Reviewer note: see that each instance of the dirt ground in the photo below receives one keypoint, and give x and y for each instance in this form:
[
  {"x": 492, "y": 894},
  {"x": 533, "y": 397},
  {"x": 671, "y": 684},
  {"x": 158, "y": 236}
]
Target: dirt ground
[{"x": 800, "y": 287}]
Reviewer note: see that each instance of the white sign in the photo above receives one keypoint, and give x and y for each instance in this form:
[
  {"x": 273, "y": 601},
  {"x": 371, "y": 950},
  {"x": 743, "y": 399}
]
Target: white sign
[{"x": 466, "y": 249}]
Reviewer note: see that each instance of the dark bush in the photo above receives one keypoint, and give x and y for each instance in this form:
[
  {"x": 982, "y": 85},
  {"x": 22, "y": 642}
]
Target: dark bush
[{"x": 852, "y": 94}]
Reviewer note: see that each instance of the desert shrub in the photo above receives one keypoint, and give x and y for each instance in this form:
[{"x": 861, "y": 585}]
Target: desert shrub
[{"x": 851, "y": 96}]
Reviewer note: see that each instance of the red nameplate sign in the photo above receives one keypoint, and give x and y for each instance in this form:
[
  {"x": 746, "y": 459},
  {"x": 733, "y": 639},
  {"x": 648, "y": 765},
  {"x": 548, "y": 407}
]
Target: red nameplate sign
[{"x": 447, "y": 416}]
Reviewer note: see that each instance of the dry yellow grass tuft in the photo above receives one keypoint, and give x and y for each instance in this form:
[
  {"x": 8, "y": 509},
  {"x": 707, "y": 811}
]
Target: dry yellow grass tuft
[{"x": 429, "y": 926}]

▶ [PROBLEM TO SOLVE] Put every line of the records above into a Markdown table with the columns n and Line, numbering the rows and leaving out blank lines.

▶ [WRITTEN RESPONSE]
| n | Line |
|---|---|
| 1 | Reviewer note: see that each instance of the dirt ground in the photo below receives one keypoint, and give x and y for each instance in this form: |
| 2 | [ |
| 3 |   {"x": 492, "y": 894}, |
| 4 |   {"x": 533, "y": 397}, |
| 5 |   {"x": 671, "y": 684}, |
| 6 |   {"x": 158, "y": 236} |
| 7 | ] |
| 8 | Target: dirt ground |
| 9 | [{"x": 800, "y": 287}] |
| 10 | Reviewer note: see that each instance of the white sign in the photo above receives one keypoint, and give x and y for each instance in this form: |
| 11 | [ |
| 12 |   {"x": 273, "y": 601}, |
| 13 |   {"x": 371, "y": 950}, |
| 14 |   {"x": 743, "y": 399} |
| 15 | ] |
| 16 | Target: white sign |
| 17 | [{"x": 466, "y": 249}] |
| 18 | Reviewer note: see that each instance of the dark bush in the photo above receives one keypoint, and give x and y for each instance in this form: |
| 19 | [ |
| 20 |   {"x": 982, "y": 85}, |
| 21 |   {"x": 22, "y": 642} |
| 22 | ] |
| 23 | Target: dark bush |
| 24 | [{"x": 852, "y": 94}] |
| 25 | Reviewer note: see that each instance of the desert shrub in the photo above receives one keypoint, and give x and y for each instance in this form: |
| 26 | [{"x": 861, "y": 585}] |
| 27 | Target: desert shrub |
| 28 | [{"x": 851, "y": 96}] |
| 29 | Reviewer note: see that each instance of the red nameplate sign in the photo above receives one keypoint, and give x and y for each instance in this form: |
| 30 | [ |
| 31 |   {"x": 746, "y": 459}, |
| 32 |   {"x": 733, "y": 639}, |
| 33 |   {"x": 648, "y": 765}, |
| 34 |   {"x": 548, "y": 407} |
| 35 | ] |
| 36 | Target: red nameplate sign |
| 37 | [{"x": 447, "y": 416}] |
| 38 | Reviewer note: see that each instance of the dry yellow grass tuft in the photo above receives one keypoint, and give x and y for each instance in this form: |
| 39 | [ |
| 40 |   {"x": 8, "y": 509}, |
| 41 |   {"x": 707, "y": 811} |
| 42 | ] |
| 43 | Target: dry yellow grass tuft |
| 44 | [{"x": 429, "y": 926}] |